● RECORDS FOR THE EXERCISE
• • • •
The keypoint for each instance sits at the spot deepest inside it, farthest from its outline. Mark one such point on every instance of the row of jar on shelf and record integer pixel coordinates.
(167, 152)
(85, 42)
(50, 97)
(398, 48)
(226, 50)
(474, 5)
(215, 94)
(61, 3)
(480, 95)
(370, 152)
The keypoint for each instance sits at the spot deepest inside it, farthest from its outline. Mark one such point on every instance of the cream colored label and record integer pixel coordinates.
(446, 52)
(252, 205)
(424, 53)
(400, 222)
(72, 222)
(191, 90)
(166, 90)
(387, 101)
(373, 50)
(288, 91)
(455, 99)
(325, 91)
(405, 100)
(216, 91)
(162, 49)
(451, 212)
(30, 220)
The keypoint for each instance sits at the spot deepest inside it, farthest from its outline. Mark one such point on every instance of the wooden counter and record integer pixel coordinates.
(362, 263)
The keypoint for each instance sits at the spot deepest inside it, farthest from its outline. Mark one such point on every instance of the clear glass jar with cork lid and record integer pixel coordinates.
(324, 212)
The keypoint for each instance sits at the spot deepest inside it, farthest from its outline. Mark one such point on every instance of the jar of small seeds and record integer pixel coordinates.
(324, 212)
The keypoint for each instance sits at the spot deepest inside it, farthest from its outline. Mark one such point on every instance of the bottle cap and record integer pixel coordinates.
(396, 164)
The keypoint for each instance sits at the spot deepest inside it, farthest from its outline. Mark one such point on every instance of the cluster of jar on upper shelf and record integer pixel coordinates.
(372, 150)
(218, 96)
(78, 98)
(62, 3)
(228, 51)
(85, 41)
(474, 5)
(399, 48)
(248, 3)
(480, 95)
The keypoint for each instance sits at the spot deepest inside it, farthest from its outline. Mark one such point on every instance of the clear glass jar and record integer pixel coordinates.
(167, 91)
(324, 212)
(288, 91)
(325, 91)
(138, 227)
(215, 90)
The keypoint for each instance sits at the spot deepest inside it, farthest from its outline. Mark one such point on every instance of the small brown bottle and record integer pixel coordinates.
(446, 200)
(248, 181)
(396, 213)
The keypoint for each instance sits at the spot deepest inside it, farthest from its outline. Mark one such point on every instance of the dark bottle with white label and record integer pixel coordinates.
• • • •
● STATED EXERCISE
Rewrite the stretch from the line containing "cap and record integer pixel coordinates." through the end of the items, swapping "clear glass jar" for "transparent glass container" and keeping everything else the same.

● TASK RESPONSE
The keypoint for each instance sits at the spot deepest inside it, farthest from its outline. Mark one such point on every instance of the bottle cap and record integer pixel coordinates.
(396, 164)
The keypoint for each instance sits at the spot deepest inside it, farthest from its outline. Mark one such point on every instance of the cluster of jar on upper shelf and record integer pixel coordinates.
(372, 150)
(218, 96)
(78, 98)
(62, 3)
(228, 51)
(85, 41)
(474, 5)
(399, 48)
(248, 3)
(480, 95)
The keypoint for each instance sits at the spot deepest inside it, farthest from its outline. Mark one such point on every instance of the transparent glass container and record integer pixel coordinates.
(167, 91)
(324, 212)
(288, 91)
(325, 91)
(138, 227)
(215, 90)
The keypoint for each instance sits at the spot deepest inside it, farthest from its outline. Mark one such point on every instance of the small brown bottle and record integer pixel coordinates.
(446, 200)
(248, 181)
(396, 213)
The keypoint for each instance sits at the spot deepest inside it, farthest from its outline. Mark one such point on every instance of the dark bottle with white label and record integer pixel coordinates.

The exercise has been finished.